Records from a dataset
━━━

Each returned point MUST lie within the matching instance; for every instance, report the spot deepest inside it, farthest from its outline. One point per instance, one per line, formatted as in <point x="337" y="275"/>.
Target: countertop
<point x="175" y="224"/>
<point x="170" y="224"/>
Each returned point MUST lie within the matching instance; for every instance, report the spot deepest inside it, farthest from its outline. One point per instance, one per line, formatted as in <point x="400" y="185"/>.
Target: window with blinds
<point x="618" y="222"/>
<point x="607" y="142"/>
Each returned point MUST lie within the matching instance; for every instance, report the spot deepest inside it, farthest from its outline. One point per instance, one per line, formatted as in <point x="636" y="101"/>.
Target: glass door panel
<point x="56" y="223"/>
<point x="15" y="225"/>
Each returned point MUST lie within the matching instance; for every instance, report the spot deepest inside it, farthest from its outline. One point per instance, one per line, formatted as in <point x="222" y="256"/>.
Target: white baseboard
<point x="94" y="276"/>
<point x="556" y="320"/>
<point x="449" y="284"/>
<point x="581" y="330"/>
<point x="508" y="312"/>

━━━

[PROBLEM STATEMENT] Copy the material above line for line, with no changes.

[EXERCISE OUTPUT]
Each returned point MUST lie within the matching instance; for every instance, report the spot deepest inside it, farthest from its outline. One point per instance, one per line, formatted as in <point x="337" y="275"/>.
Target: countertop
<point x="175" y="224"/>
<point x="170" y="224"/>
Each returned point MUST lie within the matching instance; for every instance, report the spot deepest inside it, farthest from its outline. One point per instance, one per line, formatted as in <point x="400" y="185"/>.
Target: window with blinds
<point x="618" y="222"/>
<point x="607" y="142"/>
Each returned point MUST lie within the matching instance; for every instance, report the spot deepest inside it, farthest from its outline. One point per instance, one per line, formatted as in <point x="636" y="101"/>.
Target: glass door panel
<point x="56" y="223"/>
<point x="15" y="225"/>
Each returned point MUST lie within the matching instance; for every instance, report the spot deepest inside it, farthest from its outline. One point per instance, one per line, formatted as in <point x="222" y="256"/>.
Target: white baseboard
<point x="94" y="276"/>
<point x="556" y="320"/>
<point x="449" y="284"/>
<point x="581" y="330"/>
<point x="508" y="312"/>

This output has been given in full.